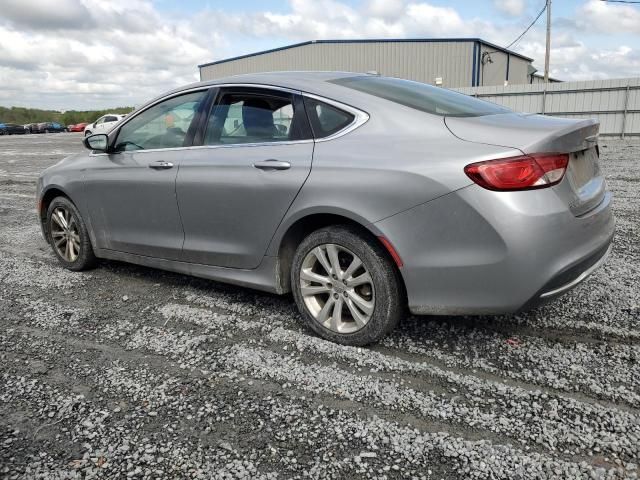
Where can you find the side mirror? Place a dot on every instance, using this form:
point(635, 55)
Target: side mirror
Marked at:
point(98, 142)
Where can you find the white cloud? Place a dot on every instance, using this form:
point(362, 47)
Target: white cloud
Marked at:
point(608, 18)
point(514, 8)
point(98, 53)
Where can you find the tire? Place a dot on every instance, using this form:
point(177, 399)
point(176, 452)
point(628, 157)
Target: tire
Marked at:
point(76, 234)
point(383, 296)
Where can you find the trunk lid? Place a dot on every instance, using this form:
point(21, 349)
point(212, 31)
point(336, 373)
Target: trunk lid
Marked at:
point(584, 186)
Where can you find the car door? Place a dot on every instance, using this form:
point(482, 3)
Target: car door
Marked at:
point(256, 155)
point(131, 192)
point(109, 122)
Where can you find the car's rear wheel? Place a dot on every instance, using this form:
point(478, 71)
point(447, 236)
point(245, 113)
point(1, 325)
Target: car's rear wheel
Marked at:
point(68, 235)
point(346, 287)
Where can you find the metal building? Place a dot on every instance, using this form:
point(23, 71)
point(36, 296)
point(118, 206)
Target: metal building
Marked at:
point(452, 62)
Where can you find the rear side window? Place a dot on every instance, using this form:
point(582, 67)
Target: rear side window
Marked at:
point(250, 117)
point(423, 97)
point(326, 119)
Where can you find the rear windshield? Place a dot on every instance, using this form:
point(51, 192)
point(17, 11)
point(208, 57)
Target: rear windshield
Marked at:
point(421, 96)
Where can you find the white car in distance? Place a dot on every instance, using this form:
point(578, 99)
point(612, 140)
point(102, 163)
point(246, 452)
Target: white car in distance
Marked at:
point(103, 124)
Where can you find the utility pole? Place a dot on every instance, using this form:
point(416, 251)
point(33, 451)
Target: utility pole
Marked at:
point(546, 57)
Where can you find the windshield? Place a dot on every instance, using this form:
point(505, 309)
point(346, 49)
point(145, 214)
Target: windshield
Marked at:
point(423, 97)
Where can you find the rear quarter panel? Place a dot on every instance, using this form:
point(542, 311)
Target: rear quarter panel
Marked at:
point(399, 159)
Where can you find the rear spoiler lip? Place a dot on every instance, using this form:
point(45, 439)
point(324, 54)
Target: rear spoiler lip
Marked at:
point(576, 135)
point(581, 135)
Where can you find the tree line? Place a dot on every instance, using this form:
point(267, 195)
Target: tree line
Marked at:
point(22, 116)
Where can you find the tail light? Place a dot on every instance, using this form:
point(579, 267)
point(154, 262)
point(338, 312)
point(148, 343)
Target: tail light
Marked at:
point(525, 172)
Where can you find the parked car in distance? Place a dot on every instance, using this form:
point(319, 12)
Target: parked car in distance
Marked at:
point(78, 127)
point(48, 127)
point(11, 129)
point(363, 195)
point(103, 124)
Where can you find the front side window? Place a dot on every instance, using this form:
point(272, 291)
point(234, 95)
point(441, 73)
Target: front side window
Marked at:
point(164, 125)
point(423, 97)
point(251, 118)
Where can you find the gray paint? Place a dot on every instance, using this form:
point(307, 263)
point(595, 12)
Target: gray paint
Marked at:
point(423, 61)
point(400, 174)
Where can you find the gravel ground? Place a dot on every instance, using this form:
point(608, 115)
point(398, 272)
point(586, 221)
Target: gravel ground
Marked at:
point(126, 371)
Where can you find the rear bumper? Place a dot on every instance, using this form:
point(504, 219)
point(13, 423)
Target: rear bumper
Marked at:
point(479, 252)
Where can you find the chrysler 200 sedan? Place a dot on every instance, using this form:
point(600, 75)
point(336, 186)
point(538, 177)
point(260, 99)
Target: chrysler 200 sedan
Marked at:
point(362, 195)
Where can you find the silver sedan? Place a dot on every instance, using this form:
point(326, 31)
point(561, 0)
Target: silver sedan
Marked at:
point(362, 195)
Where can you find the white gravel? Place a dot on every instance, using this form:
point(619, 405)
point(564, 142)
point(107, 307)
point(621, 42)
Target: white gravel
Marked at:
point(129, 372)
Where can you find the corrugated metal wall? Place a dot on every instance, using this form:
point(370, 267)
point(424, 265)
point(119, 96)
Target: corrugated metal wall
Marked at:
point(615, 103)
point(421, 61)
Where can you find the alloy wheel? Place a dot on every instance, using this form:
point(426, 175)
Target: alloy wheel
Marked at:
point(337, 288)
point(65, 234)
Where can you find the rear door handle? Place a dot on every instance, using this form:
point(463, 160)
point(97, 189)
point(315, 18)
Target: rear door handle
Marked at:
point(161, 165)
point(272, 165)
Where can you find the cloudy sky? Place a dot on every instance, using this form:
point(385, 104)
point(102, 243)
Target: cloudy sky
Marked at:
point(85, 54)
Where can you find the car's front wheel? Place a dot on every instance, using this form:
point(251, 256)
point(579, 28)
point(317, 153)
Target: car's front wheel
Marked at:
point(68, 235)
point(346, 287)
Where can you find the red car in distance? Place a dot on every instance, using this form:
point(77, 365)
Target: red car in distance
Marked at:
point(78, 127)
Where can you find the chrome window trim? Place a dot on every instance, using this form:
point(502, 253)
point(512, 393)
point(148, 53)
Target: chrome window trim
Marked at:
point(206, 147)
point(360, 117)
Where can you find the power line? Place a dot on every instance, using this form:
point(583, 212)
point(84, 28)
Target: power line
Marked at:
point(529, 27)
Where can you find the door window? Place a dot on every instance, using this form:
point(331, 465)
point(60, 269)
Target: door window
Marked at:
point(165, 125)
point(326, 119)
point(239, 118)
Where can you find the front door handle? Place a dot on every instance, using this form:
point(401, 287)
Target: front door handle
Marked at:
point(161, 165)
point(272, 165)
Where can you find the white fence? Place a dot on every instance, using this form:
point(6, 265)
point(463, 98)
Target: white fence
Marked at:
point(615, 103)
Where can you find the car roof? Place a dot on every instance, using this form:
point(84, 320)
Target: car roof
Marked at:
point(297, 80)
point(306, 81)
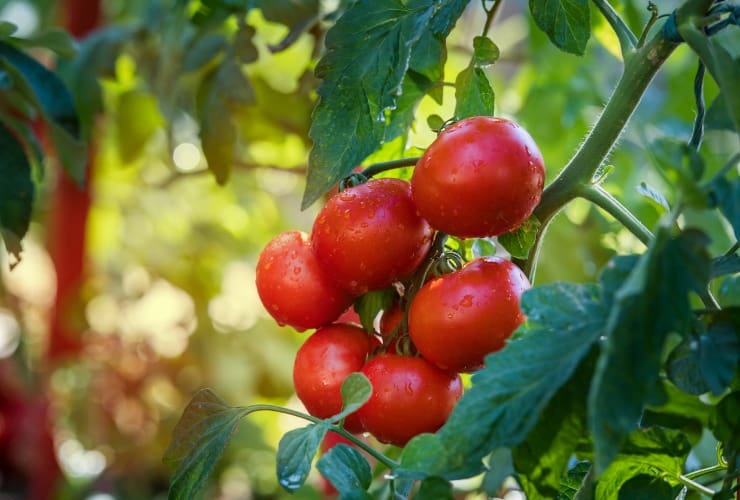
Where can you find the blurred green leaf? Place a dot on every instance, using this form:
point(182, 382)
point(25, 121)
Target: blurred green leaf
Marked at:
point(370, 304)
point(16, 192)
point(485, 52)
point(356, 390)
point(434, 488)
point(295, 454)
point(345, 468)
point(198, 440)
point(566, 22)
point(652, 302)
point(473, 94)
point(509, 394)
point(359, 85)
point(520, 241)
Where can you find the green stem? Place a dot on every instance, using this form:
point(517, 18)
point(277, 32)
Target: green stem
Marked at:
point(598, 196)
point(391, 464)
point(627, 39)
point(377, 168)
point(695, 486)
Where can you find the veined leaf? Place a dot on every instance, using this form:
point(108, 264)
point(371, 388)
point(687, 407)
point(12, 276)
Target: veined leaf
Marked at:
point(566, 22)
point(198, 440)
point(652, 302)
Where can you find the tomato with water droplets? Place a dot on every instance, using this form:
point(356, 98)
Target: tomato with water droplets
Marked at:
point(370, 235)
point(294, 289)
point(458, 318)
point(410, 396)
point(322, 364)
point(482, 176)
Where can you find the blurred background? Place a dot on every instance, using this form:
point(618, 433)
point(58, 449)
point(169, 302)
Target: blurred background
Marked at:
point(138, 289)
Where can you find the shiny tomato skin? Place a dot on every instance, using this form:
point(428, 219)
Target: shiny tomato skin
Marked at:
point(482, 176)
point(410, 396)
point(370, 235)
point(294, 289)
point(457, 319)
point(322, 364)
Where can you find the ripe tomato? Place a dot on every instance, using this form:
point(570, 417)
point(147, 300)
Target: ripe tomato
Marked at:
point(482, 176)
point(370, 235)
point(293, 287)
point(322, 363)
point(458, 318)
point(410, 396)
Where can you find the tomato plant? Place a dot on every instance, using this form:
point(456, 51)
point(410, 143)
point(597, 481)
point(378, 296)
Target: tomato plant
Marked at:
point(459, 318)
point(358, 221)
point(292, 285)
point(483, 176)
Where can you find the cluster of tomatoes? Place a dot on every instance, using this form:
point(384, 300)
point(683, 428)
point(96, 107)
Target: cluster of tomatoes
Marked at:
point(481, 177)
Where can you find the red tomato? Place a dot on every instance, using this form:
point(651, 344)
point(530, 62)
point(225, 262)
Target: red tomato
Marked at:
point(482, 176)
point(370, 235)
point(458, 318)
point(293, 287)
point(322, 363)
point(410, 396)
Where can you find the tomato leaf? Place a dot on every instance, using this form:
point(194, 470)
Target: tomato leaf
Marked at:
point(346, 469)
point(16, 192)
point(198, 440)
point(520, 241)
point(652, 302)
point(360, 86)
point(295, 454)
point(434, 488)
point(52, 98)
point(509, 394)
point(473, 94)
point(566, 22)
point(356, 390)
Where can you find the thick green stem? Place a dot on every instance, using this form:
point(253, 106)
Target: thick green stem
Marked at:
point(598, 196)
point(627, 39)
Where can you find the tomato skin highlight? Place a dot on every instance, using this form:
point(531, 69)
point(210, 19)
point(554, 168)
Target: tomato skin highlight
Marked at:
point(322, 364)
point(482, 176)
point(370, 235)
point(293, 287)
point(410, 396)
point(457, 319)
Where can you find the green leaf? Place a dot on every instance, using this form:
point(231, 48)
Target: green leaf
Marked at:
point(360, 85)
point(53, 99)
point(198, 440)
point(369, 305)
point(566, 22)
point(356, 390)
point(16, 192)
point(345, 468)
point(222, 94)
point(434, 488)
point(726, 195)
point(722, 62)
point(473, 94)
point(571, 482)
point(295, 454)
point(520, 241)
point(657, 453)
point(137, 118)
point(485, 52)
point(509, 394)
point(652, 302)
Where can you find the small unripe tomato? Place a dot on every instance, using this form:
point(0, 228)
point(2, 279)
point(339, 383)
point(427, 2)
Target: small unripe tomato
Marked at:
point(458, 318)
point(410, 396)
point(370, 235)
point(482, 176)
point(322, 364)
point(294, 289)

============

Exercise details. From the records above, transcribe only the stretch from the line with "Where can you find the white fence?" through the line with "Target: tomato with water droplets", keeping both ends. Omit pictures.

Answer box.
Where can you find the white fence? Place a dot on every instance, using this form:
point(6, 265)
point(463, 98)
Target: white fence
Marked at:
point(615, 103)
Where can you find the car roof? Place a dot on every instance, using this form:
point(84, 320)
Target: car roof
Marked at:
point(297, 80)
point(306, 81)
Where can you find the blurred green leaf? Place a dot on every instance, using this form:
point(182, 382)
point(25, 121)
Target: blurred green leaf
Marked at:
point(370, 304)
point(16, 192)
point(485, 52)
point(356, 390)
point(434, 488)
point(295, 454)
point(345, 468)
point(198, 440)
point(566, 22)
point(652, 302)
point(473, 94)
point(509, 394)
point(359, 85)
point(520, 241)
Where can you find the green stem? Place a dot on every instance, using this form:
point(517, 18)
point(277, 32)
Target: green stem
Marked at:
point(598, 196)
point(391, 464)
point(627, 39)
point(377, 168)
point(695, 486)
Where can you find the veined leaf? Place a dot on every instance, using this form:
point(108, 264)
point(371, 388)
point(687, 407)
point(12, 276)
Target: veined leaf
Marked at:
point(566, 22)
point(198, 440)
point(652, 302)
Where can you find the tomato with water droplets? Place a dot on every instance, using this form:
point(356, 98)
Target: tomato with water droplets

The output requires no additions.